◆ **読む文章**:
血小板が分泌する成長因子のみを抽出し、これを活性化させ、さらにフリーズドライ(FD)加工したものがPRP-FDです。治療の要となる成長因子の量は、PRPの2倍に達します[1]。ひざ関節内や靭帯などに注射で投与することで自己修復能力を一時的に高め、痛みや機能の改善を後押しする効果が期待できます。当院では、これまでに21,700例もの方々にひざへのPRP-FDの治療を行なってきました。この間、重篤な副作用もなく、多くの症例で変形性ひざ関節症への有効性が確認されています。

<治療の流れ>

  • 1.採血

    患者さまの血液を50mLほど採取いたします。
    少量なので、貧血気味の方もご安心ください。

  • 2.PRPの作成

    採取した血液を専用のキットに入れ、遠心分離にかけます。
    これによって血小板成分を濃縮したPRPを抽出します。

  • 3.細胞加工

    無菌管理した空間で、PRPに含まれる余分な細胞を取り除いていきます(無細胞化)。
    また、血小板から分泌される成長因子を活性化し、濃縮します。

◆ **記録データ**:
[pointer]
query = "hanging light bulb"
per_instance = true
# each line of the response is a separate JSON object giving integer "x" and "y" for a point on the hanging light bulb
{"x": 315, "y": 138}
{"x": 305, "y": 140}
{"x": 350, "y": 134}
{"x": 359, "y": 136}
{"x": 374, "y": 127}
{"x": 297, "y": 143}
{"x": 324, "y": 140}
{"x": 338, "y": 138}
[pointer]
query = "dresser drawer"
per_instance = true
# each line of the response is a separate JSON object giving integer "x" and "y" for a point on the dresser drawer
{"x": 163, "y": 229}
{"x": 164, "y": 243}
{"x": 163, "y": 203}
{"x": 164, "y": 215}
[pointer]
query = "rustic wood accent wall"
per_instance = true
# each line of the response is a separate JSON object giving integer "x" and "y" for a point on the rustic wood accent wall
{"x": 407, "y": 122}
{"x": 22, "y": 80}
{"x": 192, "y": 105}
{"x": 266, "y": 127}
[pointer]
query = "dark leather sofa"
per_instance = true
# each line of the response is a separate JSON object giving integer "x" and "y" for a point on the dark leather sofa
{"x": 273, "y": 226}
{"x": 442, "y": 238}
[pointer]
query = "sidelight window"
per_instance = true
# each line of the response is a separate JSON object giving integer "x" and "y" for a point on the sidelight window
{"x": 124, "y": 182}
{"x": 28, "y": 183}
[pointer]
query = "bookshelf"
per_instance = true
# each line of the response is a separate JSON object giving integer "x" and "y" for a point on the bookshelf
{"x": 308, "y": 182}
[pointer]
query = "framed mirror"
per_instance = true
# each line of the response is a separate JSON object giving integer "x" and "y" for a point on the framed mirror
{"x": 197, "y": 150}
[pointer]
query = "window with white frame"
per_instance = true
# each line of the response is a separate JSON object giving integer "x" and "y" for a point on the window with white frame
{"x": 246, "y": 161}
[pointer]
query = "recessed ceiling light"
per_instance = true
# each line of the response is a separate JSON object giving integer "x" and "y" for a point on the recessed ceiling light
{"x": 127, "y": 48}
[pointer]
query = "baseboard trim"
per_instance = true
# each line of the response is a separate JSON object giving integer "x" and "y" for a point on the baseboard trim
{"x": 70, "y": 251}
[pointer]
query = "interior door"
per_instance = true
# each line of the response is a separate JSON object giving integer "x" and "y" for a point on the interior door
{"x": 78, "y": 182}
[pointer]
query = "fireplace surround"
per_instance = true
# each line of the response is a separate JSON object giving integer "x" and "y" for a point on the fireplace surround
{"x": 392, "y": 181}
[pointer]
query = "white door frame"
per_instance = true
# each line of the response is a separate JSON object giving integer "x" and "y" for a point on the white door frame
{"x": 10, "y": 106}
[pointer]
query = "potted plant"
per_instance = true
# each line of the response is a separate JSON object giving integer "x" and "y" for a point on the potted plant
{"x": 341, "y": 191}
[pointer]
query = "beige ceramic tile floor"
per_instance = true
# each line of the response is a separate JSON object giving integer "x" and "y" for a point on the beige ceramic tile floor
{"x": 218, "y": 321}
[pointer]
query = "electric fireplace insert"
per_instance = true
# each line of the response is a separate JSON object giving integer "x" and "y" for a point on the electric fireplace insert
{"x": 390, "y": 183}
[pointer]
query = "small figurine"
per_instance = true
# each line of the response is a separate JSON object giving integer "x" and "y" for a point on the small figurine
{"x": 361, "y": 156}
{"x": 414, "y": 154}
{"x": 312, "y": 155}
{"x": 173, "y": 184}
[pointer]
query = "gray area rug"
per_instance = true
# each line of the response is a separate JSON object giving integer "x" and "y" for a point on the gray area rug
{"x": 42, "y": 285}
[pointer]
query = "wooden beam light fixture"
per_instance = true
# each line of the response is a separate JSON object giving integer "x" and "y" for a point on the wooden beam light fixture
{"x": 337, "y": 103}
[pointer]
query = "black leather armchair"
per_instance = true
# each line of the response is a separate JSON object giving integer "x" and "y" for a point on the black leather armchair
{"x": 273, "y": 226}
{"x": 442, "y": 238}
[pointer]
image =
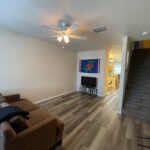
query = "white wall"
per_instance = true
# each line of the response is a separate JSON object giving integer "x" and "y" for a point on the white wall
{"x": 126, "y": 55}
{"x": 35, "y": 69}
{"x": 98, "y": 54}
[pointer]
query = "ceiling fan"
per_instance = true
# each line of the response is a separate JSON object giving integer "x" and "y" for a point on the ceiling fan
{"x": 64, "y": 31}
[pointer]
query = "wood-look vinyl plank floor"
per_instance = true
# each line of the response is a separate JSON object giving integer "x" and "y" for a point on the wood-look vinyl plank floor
{"x": 92, "y": 123}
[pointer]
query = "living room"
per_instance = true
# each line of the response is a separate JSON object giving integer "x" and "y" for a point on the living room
{"x": 61, "y": 81}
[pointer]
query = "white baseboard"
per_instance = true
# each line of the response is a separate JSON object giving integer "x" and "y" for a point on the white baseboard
{"x": 46, "y": 99}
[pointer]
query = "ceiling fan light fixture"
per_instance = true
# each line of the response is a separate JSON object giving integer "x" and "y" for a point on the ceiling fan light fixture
{"x": 66, "y": 39}
{"x": 59, "y": 38}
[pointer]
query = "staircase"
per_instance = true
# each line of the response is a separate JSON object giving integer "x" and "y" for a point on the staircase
{"x": 137, "y": 96}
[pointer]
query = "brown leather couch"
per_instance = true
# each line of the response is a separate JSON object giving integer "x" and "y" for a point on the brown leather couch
{"x": 41, "y": 132}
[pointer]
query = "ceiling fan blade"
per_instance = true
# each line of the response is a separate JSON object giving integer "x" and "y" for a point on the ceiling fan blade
{"x": 54, "y": 36}
{"x": 78, "y": 37}
{"x": 71, "y": 29}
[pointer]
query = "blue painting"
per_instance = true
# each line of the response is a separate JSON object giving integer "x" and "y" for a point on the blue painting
{"x": 90, "y": 66}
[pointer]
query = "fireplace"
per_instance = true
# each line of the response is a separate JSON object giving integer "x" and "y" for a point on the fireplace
{"x": 89, "y": 85}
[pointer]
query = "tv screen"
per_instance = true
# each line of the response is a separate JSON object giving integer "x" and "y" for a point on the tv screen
{"x": 89, "y": 82}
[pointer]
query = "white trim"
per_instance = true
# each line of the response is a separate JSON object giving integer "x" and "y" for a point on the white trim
{"x": 46, "y": 99}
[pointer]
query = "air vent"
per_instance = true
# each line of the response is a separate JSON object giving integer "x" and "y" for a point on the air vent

◆ **やること**:
[a] PRP-FDの文章によると、当院がこれまでにひざへのPRP-FD治療を行った件数は何例ですか。
[b] 次の(i)〜(iii)がPRP-FDの文章の内容と合うかどうか、それぞれ「はい」か「いいえ」で答え、根拠となる本文の言葉をそのまま引用してください。
(i) PRP-FDに含まれる成長因子の量はPRPの2倍に達する。
(ii) 採血では患者の血液を100mLほど採取する。
(iii) 細胞加工は無菌管理した空間で行われる。
[c] PRP-FDの文章の「治療の流れ」に示されている工程の名前を、番号順にすべて挙げてください。

◆ **あなたの解答**:
[a] 21,700例

[b]
(i) はい:「治療の要となる成長因子の量は、PRPの2倍に達します」
(ii) いいえ:「患者さまの血液を50mLほど採取いたします。」
(iii) はい:「無菌管理した空間で、PRPに含まれる余分な細胞を取り除いていきます(無細胞化)。」

[c]
1. 採血
2. PRPの作成
3. 細胞加工